» Supplied records
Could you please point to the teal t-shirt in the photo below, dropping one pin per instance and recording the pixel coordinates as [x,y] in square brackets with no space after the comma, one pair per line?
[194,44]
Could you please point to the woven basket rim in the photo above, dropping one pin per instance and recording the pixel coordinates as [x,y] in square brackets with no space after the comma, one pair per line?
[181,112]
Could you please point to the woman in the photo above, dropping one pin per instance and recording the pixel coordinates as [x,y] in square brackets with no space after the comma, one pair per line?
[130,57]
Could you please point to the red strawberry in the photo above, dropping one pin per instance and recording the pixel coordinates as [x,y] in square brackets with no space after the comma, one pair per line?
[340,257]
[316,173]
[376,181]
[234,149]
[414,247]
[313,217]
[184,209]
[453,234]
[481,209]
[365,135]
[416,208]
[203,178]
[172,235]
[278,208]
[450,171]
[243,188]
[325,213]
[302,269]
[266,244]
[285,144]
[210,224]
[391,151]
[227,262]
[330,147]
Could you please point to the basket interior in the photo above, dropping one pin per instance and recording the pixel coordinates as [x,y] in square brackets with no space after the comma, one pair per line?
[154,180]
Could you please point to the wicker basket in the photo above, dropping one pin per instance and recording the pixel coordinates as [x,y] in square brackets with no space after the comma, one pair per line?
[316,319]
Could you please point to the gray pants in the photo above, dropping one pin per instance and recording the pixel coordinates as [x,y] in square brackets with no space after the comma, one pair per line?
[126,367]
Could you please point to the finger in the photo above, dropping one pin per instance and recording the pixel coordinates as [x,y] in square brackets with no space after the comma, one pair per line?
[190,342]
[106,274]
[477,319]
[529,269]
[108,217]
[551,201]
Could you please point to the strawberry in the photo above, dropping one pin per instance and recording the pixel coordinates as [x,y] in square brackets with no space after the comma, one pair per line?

» Written request
Return exactly the lines from the one containing "Could you please point to the basket" to the last line of the data, and nothing more.

» Task result
Could you please point to the basket interior in the photo above, dropping one pin per instance and recording the pixel coordinates as [x,y] in square brackets with no space after the comma, one pair per line?
[154,180]
Could you please point to the wicker basket in the photo above, dropping one pin per instance and recording the pixel coordinates as [x,y] in square brackets with no space after the comma, one pair per line?
[316,319]
Could you please point to the gray pants in the photo above, dropping one pin per instance and recording the pixel coordinates as [x,y] in square brackets with no space after the comma, one pair per line?
[126,367]
Could you please point to the finger in the photo above, dropping one pin per instance and recording the pixel coordinates as [x,y] in square brackets with no space after the comma, one pair per line?
[190,342]
[106,274]
[477,319]
[529,269]
[108,217]
[551,201]
Could you please point to the strawberry in the photo above, dropping one pin per instance and recording the pixel coordinates as [x,y] in square brackets with no space after the comma, one pair per line?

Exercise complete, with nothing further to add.